■ **GIVEN PROBLEM**
Reproduce every one of the entries below word for word, line by line, and leave the pictures out of your output.

Items from a dataset:
......
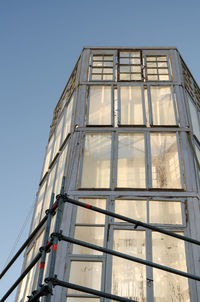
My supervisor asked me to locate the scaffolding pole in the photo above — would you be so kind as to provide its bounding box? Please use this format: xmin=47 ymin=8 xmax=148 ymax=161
xmin=0 ymin=214 xmax=47 ymax=279
xmin=46 ymin=177 xmax=65 ymax=302
xmin=51 ymin=233 xmax=200 ymax=281
xmin=63 ymin=194 xmax=200 ymax=245
xmin=0 ymin=252 xmax=42 ymax=302
xmin=45 ymin=277 xmax=138 ymax=302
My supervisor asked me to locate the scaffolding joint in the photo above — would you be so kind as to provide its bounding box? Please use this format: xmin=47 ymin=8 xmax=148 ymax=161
xmin=51 ymin=230 xmax=63 ymax=241
xmin=27 ymin=285 xmax=52 ymax=302
xmin=44 ymin=275 xmax=59 ymax=288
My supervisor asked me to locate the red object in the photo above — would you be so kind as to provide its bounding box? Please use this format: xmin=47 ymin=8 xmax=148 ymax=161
xmin=46 ymin=241 xmax=52 ymax=249
xmin=40 ymin=262 xmax=45 ymax=269
xmin=52 ymin=203 xmax=58 ymax=210
xmin=85 ymin=203 xmax=92 ymax=209
xmin=52 ymin=244 xmax=58 ymax=252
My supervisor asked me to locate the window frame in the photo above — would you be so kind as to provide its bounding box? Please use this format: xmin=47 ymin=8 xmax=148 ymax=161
xmin=85 ymin=83 xmax=114 ymax=127
xmin=76 ymin=127 xmax=184 ymax=191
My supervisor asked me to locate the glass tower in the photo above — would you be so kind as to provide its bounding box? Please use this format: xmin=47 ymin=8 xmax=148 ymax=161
xmin=16 ymin=47 xmax=200 ymax=302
......
■ **ANSWER IN FULL**
My supervisor asked me to locate the scaffolding pole in the photo above — would you be so kind as to provide its bounding box? Please use this format: xmin=47 ymin=8 xmax=148 ymax=161
xmin=0 ymin=214 xmax=47 ymax=279
xmin=46 ymin=177 xmax=65 ymax=302
xmin=51 ymin=233 xmax=200 ymax=281
xmin=63 ymin=194 xmax=200 ymax=245
xmin=0 ymin=252 xmax=42 ymax=302
xmin=45 ymin=277 xmax=138 ymax=302
My supervisor asked me to locate the scaffolding joint in the photo above — would you be so kind as to provide its bounding box? Please use this format: xmin=47 ymin=8 xmax=148 ymax=161
xmin=51 ymin=230 xmax=63 ymax=241
xmin=27 ymin=285 xmax=52 ymax=302
xmin=44 ymin=275 xmax=59 ymax=288
My supervisor asked me to locate the red object in the photo above — would you be so kind as to provide its bounding box? Please use this format: xmin=47 ymin=8 xmax=148 ymax=161
xmin=46 ymin=241 xmax=52 ymax=249
xmin=40 ymin=262 xmax=45 ymax=269
xmin=52 ymin=203 xmax=58 ymax=210
xmin=85 ymin=203 xmax=92 ymax=209
xmin=52 ymin=244 xmax=58 ymax=252
My supervisor asked me to locate the window frame in the photo above — would you be so kind as to provide its bounding box? Please use this format: xmin=47 ymin=8 xmax=148 ymax=161
xmin=85 ymin=83 xmax=114 ymax=127
xmin=76 ymin=127 xmax=184 ymax=191
My supervisor asked me to locate the glass tower in the photo above — would you be so kind as to provide its bounding box? Please use this format: xmin=47 ymin=8 xmax=148 ymax=161
xmin=16 ymin=47 xmax=200 ymax=302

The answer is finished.